§ TASK STATEMENT: Look below. Copy each line that has "bunny" in it.

───── SUPPLIED DATA ─────

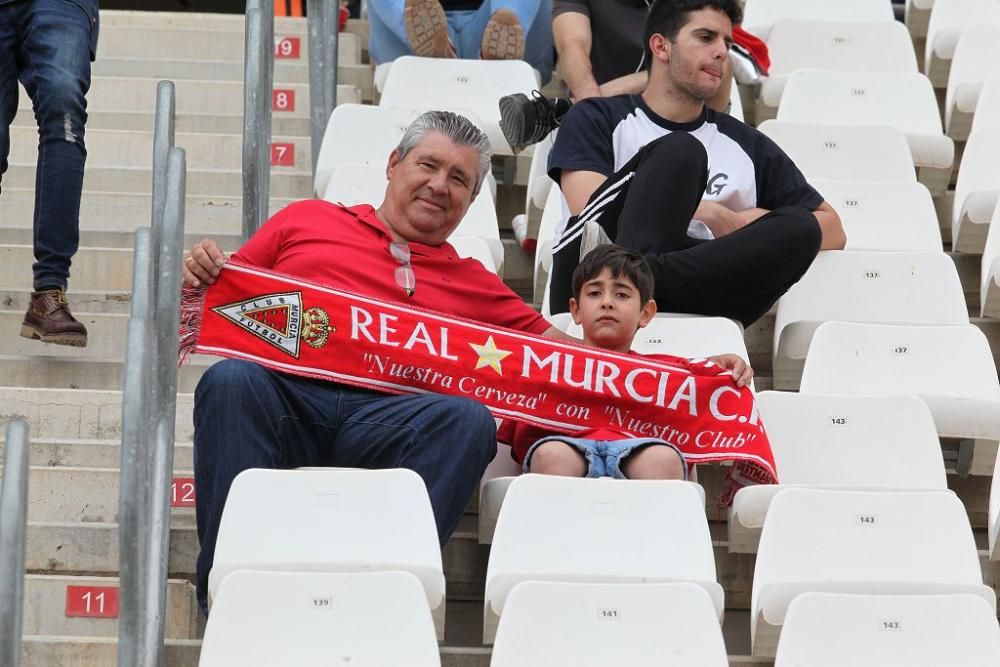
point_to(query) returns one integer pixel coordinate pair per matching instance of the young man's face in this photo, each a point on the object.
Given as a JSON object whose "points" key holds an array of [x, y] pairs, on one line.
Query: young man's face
{"points": [[696, 57], [431, 188], [610, 311]]}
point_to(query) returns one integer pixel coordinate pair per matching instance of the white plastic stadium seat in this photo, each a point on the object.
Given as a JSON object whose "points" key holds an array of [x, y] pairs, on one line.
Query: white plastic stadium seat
{"points": [[880, 46], [989, 291], [918, 14], [977, 191], [972, 65], [833, 630], [843, 153], [352, 184], [760, 15], [876, 287], [549, 624], [903, 101], [882, 442], [309, 619], [601, 531], [868, 542], [442, 83], [950, 367], [948, 19], [884, 216], [331, 520], [366, 134]]}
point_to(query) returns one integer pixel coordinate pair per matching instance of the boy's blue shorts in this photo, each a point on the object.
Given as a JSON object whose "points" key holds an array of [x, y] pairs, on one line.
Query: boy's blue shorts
{"points": [[604, 457]]}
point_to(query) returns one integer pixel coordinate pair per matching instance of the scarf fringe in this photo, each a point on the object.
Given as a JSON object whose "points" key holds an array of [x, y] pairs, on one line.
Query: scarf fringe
{"points": [[192, 306]]}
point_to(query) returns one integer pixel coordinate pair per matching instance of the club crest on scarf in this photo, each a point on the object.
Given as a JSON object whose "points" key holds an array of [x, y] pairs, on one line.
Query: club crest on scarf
{"points": [[278, 319]]}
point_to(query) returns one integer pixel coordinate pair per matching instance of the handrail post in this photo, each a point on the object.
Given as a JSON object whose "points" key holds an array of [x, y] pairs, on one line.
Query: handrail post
{"points": [[13, 532], [136, 430], [258, 83], [166, 323]]}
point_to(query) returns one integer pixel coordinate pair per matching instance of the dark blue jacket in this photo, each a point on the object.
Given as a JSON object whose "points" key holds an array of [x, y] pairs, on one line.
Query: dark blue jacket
{"points": [[90, 9]]}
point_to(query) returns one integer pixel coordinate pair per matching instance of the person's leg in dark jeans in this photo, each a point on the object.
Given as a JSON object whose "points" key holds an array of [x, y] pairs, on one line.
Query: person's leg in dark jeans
{"points": [[247, 416], [739, 275], [54, 67]]}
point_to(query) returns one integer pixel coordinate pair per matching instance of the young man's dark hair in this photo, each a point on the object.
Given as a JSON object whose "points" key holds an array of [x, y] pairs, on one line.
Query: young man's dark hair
{"points": [[620, 262], [667, 17]]}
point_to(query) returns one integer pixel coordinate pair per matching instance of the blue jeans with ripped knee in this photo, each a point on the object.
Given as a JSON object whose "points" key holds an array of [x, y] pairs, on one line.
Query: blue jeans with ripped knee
{"points": [[47, 45]]}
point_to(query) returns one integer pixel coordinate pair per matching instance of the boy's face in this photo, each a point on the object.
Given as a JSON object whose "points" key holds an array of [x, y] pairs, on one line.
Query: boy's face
{"points": [[610, 311]]}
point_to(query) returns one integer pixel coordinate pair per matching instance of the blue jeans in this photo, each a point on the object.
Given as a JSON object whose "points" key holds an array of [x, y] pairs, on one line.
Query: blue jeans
{"points": [[387, 40], [246, 416], [46, 44]]}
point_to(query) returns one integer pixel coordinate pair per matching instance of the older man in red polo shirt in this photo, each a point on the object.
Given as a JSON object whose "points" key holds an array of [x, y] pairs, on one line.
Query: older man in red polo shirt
{"points": [[247, 416]]}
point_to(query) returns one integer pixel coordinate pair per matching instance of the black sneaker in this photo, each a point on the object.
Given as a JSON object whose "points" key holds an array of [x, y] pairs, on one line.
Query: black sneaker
{"points": [[527, 121]]}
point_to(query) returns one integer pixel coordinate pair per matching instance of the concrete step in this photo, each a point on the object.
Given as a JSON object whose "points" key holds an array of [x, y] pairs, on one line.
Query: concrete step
{"points": [[83, 372], [60, 494], [78, 414], [210, 44], [120, 213], [91, 453], [46, 605], [286, 182], [123, 148], [228, 70]]}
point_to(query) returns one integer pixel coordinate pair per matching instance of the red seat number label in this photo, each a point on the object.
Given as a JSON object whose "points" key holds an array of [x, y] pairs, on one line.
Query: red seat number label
{"points": [[182, 492], [92, 601], [288, 47], [282, 155], [283, 100]]}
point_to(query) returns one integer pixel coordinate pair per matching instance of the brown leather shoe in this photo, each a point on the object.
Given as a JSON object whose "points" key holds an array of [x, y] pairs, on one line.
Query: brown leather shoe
{"points": [[48, 319]]}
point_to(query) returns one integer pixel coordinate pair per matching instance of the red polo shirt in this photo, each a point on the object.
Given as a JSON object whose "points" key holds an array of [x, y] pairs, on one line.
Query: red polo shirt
{"points": [[349, 249]]}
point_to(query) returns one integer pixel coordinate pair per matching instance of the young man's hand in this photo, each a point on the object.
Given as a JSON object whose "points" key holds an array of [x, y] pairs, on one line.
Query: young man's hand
{"points": [[740, 369]]}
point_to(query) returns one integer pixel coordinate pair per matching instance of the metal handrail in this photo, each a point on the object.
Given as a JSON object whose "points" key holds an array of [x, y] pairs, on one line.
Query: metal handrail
{"points": [[13, 532], [324, 37], [258, 84]]}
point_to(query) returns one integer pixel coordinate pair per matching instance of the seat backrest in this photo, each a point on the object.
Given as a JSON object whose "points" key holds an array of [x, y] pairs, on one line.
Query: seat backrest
{"points": [[884, 216], [904, 101], [329, 520], [640, 625], [818, 535], [838, 152], [599, 530], [988, 107], [352, 184], [978, 171], [459, 84], [879, 441], [879, 46], [759, 16], [881, 359], [320, 618], [875, 287], [831, 630], [949, 18]]}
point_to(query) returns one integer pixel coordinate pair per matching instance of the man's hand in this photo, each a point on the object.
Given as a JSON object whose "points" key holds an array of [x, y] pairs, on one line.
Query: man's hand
{"points": [[203, 263], [742, 373], [718, 218]]}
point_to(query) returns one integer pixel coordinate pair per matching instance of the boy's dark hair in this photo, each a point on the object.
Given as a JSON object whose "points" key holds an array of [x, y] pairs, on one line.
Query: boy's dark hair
{"points": [[620, 262], [667, 17]]}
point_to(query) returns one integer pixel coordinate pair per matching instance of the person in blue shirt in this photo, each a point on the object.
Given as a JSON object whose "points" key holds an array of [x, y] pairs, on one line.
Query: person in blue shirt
{"points": [[48, 46]]}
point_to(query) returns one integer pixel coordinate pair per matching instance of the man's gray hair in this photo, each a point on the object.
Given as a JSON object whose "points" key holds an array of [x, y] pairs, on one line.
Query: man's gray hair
{"points": [[456, 127]]}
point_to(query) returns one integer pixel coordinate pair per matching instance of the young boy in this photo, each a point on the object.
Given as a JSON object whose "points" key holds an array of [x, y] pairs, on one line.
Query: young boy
{"points": [[612, 299]]}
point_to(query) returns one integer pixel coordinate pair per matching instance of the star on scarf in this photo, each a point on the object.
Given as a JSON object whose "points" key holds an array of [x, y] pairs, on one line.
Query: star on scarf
{"points": [[489, 355]]}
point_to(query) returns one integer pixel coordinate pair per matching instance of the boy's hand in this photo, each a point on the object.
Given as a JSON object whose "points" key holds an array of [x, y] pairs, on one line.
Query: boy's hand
{"points": [[740, 369]]}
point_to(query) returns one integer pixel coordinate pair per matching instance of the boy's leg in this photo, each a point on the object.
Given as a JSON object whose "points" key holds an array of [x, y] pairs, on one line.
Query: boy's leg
{"points": [[652, 461], [555, 457]]}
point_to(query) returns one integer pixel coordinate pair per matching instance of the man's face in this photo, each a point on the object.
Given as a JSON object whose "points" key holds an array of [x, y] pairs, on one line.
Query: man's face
{"points": [[699, 52], [430, 189], [610, 311]]}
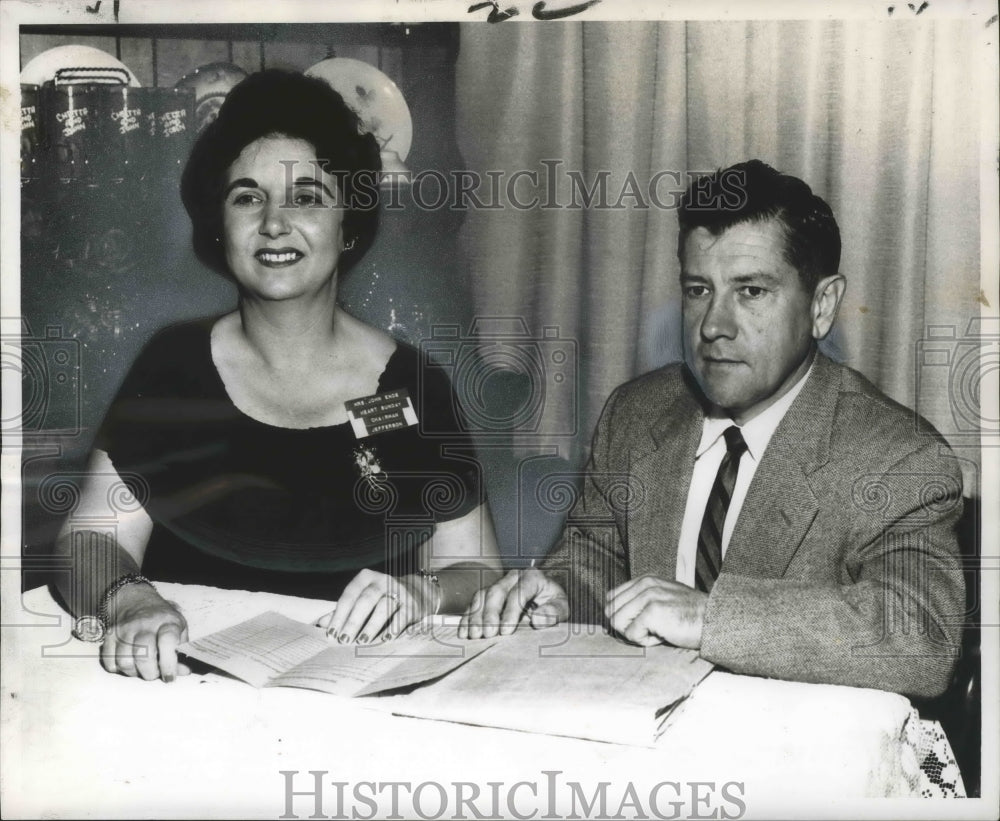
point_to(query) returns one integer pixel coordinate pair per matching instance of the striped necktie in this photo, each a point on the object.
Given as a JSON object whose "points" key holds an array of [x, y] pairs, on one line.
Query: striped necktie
{"points": [[709, 559]]}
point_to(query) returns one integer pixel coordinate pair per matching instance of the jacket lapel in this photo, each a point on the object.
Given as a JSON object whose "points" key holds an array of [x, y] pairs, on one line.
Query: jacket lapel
{"points": [[780, 505], [661, 467]]}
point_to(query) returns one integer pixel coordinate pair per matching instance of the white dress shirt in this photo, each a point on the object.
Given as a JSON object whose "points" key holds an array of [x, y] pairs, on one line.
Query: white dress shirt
{"points": [[712, 448]]}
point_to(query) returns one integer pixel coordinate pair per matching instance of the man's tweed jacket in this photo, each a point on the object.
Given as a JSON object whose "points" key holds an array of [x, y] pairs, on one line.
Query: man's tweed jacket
{"points": [[843, 566]]}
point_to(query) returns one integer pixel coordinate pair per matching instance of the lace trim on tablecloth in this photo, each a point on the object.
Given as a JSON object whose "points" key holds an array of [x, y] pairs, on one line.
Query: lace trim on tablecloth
{"points": [[931, 763]]}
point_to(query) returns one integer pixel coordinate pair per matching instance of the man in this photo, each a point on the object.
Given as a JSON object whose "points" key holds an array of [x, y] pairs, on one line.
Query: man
{"points": [[759, 502]]}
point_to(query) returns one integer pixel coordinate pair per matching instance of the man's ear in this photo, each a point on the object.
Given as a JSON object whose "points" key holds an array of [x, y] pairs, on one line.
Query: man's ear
{"points": [[825, 304]]}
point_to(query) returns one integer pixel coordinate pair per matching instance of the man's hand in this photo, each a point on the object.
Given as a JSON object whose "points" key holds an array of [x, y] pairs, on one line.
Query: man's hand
{"points": [[143, 637], [649, 610], [499, 608]]}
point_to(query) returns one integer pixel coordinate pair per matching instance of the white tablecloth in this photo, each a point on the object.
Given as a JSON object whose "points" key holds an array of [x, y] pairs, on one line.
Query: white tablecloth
{"points": [[82, 743]]}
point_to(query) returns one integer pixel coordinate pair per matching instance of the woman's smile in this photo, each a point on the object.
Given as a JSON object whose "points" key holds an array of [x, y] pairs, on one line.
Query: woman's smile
{"points": [[278, 257], [281, 215]]}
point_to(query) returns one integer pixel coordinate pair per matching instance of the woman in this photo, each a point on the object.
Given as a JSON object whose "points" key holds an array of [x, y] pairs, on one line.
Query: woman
{"points": [[239, 438]]}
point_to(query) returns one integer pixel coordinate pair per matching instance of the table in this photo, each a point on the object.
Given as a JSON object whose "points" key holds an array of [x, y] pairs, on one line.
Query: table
{"points": [[82, 743]]}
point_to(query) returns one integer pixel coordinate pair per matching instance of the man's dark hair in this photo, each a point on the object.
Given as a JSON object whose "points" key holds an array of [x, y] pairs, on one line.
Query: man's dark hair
{"points": [[289, 104], [753, 191]]}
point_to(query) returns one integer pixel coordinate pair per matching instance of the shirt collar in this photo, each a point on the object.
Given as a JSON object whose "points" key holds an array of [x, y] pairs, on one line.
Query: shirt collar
{"points": [[759, 430]]}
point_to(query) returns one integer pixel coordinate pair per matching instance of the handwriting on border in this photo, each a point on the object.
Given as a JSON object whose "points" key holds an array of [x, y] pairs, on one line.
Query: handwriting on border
{"points": [[540, 11]]}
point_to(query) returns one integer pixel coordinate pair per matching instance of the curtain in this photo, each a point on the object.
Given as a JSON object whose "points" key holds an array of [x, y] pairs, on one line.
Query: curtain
{"points": [[882, 119]]}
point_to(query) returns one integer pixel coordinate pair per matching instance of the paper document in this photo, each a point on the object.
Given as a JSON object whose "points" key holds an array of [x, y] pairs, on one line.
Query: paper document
{"points": [[571, 680], [271, 650]]}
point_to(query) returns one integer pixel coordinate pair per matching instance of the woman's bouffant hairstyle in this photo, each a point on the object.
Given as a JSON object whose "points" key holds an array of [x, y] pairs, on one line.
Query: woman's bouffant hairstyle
{"points": [[289, 104]]}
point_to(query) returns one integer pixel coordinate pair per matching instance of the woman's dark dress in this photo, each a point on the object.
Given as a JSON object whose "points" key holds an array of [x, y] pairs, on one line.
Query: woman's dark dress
{"points": [[238, 503]]}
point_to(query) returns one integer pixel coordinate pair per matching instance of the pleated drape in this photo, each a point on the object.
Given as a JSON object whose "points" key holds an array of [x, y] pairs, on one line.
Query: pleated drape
{"points": [[882, 119]]}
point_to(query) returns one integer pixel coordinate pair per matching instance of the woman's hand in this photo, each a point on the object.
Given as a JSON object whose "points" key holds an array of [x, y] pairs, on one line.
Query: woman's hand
{"points": [[377, 606], [143, 636]]}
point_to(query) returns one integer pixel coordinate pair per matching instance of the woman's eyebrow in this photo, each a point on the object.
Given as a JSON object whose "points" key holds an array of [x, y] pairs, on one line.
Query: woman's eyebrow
{"points": [[312, 181], [242, 182]]}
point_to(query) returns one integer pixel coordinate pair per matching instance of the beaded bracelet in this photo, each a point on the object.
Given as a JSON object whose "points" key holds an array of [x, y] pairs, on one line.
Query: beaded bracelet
{"points": [[433, 578], [118, 584]]}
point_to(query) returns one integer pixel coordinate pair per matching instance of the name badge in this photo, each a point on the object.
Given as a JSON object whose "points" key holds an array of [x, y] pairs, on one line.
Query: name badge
{"points": [[381, 412]]}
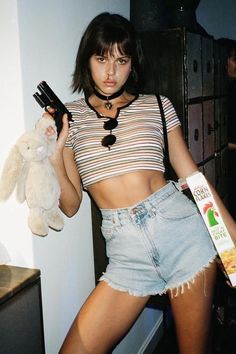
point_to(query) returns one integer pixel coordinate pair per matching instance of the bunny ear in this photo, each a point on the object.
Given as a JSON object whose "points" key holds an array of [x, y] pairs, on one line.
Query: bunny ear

─────

§ REPLY:
point_to(query) returns one integer pixel coordinate pair per matching instance of the bunny ear in this photo, each a point on the object.
Query: bunny ear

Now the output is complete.